Start of Text under study
Nic the Brit
23 March 2011 | kuching, serewak BORNEO
After being “kidnapped” in Labuan by Bubbles and her merry crew (not quite as it sounds as I came skipping and singing happily into the open arms of Bubbles, glad to be liberated and to be with some likeminded people). I found myself the only Brit on board, so here I am in the South China sea, listening to country and western music, chewing on some dip (tobacco and a dirty habit!!) and the only “brew”(tea) I can persuade them to drink in the afternoon is cold beer. Still, that leaves all the more tea for me, 92 cups of happiness left, believe me I’m counting.
My initial meeting with Bubbles is what can only be described as watching a Mother, calm and collective gathering all her children’s belongings as they throw at her, school bags, coats, toys etc. Yet what we really have is a happy active crew all going about their duties, filling water, diesel, food and beverages a hive of activity getting her ready for her voyage. Dutifully Bubbles carries all of this and us, and she does so with the grace and wisdom of a grandmother, her knowing bow safely carrying us over each lapping wave, keeping us dry(ish), afloat and safe.
So here’s me on board with a group of Mercians sailing, with the Spinnaker flying as we elegantly cut through the waves, country music blaring and tobacco dip spitting across the South China Sea. This is our passage from the lovely Brunei back into Malaysia to a city called Kuching (translates to Cat). We know this will take approximately 3or 4 days depending on the wind. Fully prepared off to the deep blue we head. The isolation of the ocean leaves you completely reliant on the strength of the crew. All you have is each other, the life stories that have (so far) bought us here, what we want and where we want to go. Immediately, being in such close confines, you know more about the 3 other people on the boat, than you would in any other normal situation. You’re happy and content with what are 3 strangers.
Leaving Brunei we rather excitingly have some Dolphins at the bow of the boat, a rare childlike excitement engulfs us. Urgently and eagerly shouting “Dolphins!” scrambling over water vats and aptly named Holes (the dingy) to get to the front of the boat, where we all stand to watch them play off the bow, listen to them whistle to each other and there’s us, the crew (for now at least) of Bubbles, grown adults, eyes wide, grinning in awe of seldom seen nature, like children with a rare treat at Disney Land.
The normally calm sea gave us insight into her potential; I woke early, due to the motion of the boat and went on deck to be greeted by a less than enthusiastic Jimmy. With waves crashing and rain driving into us jimmy declared that he’s “not so fond of rough weather!!” (There is a more elaborate colourful statement but it’s not appropriate for the blog, so use your imagination). But we rode the storm out and by about 9am the same day normal sailing, intermittent napping, scoffing and drinking was resumed and Jimmy was once again happy, more comfortable with Bubbles tranquil glide along the composed sea.
End of Text under study
Start of Material supplied
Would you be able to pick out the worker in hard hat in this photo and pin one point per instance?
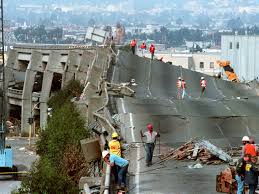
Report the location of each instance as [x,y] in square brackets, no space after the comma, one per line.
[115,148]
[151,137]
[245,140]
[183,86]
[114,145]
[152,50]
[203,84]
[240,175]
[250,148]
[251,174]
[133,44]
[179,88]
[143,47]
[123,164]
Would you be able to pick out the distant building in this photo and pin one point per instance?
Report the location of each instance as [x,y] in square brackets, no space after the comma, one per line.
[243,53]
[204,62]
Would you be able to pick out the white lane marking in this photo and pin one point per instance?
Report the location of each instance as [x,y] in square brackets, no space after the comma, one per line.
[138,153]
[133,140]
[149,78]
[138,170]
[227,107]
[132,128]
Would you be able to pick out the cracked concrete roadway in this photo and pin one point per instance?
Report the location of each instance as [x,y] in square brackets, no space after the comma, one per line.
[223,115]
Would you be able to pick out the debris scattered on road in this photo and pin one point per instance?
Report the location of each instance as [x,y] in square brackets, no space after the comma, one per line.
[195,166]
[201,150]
End of Material supplied
Tasks →
1. According to the Bubbles blog post, what does the city name Kuching translate to?
2. Return everything in the Bubbles blog post from "My initial meeting" down to "afloat and safe.".

Responses to the exercise →
1. Cat

2.
My initial meeting with Bubbles is what can only be described as watching a Mother, calm and collective gathering all her children’s belongings as they throw at her, school bags, coats, toys etc. Yet what we really have is a happy active crew all going about their duties, filling water, diesel, food and beverages a hive of activity getting her ready for her voyage. Dutifully Bubbles carries all of this and us, and she does so with the grace and wisdom of a grandmother, her knowing bow safely carrying us over each lapping wave, keeping us dry(ish), afloat and safe.